_SHORT PROBLEM_
Reproduce character for character everything in the material below from the line containing "[trace] wet sand" down to the line containing "Trace the outline of every instance of the wet", with both of those lines included.

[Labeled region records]
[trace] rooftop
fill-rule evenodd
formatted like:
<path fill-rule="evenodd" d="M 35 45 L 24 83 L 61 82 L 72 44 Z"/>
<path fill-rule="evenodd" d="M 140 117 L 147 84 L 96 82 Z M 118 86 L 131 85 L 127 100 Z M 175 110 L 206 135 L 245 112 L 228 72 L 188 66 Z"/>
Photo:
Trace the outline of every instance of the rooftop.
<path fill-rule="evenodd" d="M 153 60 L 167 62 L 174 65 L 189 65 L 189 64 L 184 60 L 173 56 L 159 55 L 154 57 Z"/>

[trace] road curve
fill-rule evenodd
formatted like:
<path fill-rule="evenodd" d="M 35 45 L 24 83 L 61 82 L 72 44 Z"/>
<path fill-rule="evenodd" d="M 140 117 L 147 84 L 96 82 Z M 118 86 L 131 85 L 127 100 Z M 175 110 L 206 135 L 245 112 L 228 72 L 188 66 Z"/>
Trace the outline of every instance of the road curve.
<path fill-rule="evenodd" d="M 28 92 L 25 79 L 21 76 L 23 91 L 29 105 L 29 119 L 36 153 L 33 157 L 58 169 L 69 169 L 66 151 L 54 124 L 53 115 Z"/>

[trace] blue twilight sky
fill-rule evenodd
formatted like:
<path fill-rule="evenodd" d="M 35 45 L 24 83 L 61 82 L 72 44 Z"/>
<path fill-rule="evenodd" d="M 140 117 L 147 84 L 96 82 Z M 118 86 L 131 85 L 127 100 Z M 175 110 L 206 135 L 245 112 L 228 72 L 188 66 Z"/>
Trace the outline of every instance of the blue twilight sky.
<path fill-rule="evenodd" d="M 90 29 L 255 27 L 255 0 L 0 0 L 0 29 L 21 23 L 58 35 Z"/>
* * *
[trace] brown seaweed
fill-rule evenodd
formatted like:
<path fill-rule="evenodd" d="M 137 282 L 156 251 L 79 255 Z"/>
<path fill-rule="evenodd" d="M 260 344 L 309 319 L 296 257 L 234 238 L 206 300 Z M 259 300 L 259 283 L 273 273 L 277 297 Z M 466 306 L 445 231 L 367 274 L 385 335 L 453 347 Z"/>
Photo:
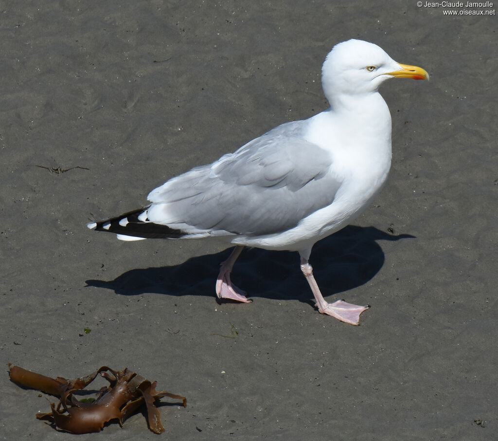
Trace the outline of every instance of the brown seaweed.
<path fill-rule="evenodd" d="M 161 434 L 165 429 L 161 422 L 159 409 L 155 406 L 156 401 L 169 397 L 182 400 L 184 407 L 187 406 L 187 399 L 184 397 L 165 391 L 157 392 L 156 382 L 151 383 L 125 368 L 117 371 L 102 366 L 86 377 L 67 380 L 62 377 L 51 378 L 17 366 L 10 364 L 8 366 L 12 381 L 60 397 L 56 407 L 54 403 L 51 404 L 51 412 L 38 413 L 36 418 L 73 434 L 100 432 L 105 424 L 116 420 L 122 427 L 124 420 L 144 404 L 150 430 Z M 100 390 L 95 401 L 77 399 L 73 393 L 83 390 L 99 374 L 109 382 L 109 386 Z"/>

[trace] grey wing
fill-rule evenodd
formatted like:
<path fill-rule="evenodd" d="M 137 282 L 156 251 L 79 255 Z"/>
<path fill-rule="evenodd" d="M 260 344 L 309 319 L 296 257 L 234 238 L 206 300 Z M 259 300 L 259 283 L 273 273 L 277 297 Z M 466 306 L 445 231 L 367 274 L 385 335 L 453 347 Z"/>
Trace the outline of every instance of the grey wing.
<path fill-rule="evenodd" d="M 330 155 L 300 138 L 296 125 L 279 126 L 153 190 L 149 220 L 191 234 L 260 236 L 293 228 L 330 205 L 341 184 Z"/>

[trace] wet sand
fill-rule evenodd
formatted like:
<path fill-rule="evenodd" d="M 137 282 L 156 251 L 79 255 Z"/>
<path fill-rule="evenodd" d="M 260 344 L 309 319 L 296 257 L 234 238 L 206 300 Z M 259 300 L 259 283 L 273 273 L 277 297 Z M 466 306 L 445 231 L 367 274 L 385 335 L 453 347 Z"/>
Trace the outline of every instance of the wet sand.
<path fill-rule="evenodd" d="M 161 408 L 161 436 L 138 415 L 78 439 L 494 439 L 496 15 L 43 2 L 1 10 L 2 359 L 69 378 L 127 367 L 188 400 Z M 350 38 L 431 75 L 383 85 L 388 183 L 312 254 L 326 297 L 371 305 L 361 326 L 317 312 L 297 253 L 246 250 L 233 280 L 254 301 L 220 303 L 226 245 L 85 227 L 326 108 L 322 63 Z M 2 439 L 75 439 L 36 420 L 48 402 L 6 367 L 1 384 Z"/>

_RESULT FOR THIS TASK_
[trace] wet sand
fill-rule evenodd
formatted like:
<path fill-rule="evenodd" d="M 137 282 L 156 251 L 79 255 Z"/>
<path fill-rule="evenodd" d="M 260 344 L 309 319 L 296 257 L 234 238 L 206 300 Z M 259 300 L 259 283 L 273 273 L 277 297 Z M 466 306 L 445 231 L 367 274 L 385 335 L 453 347 Z"/>
Trace the outline of every instance of the wet sand.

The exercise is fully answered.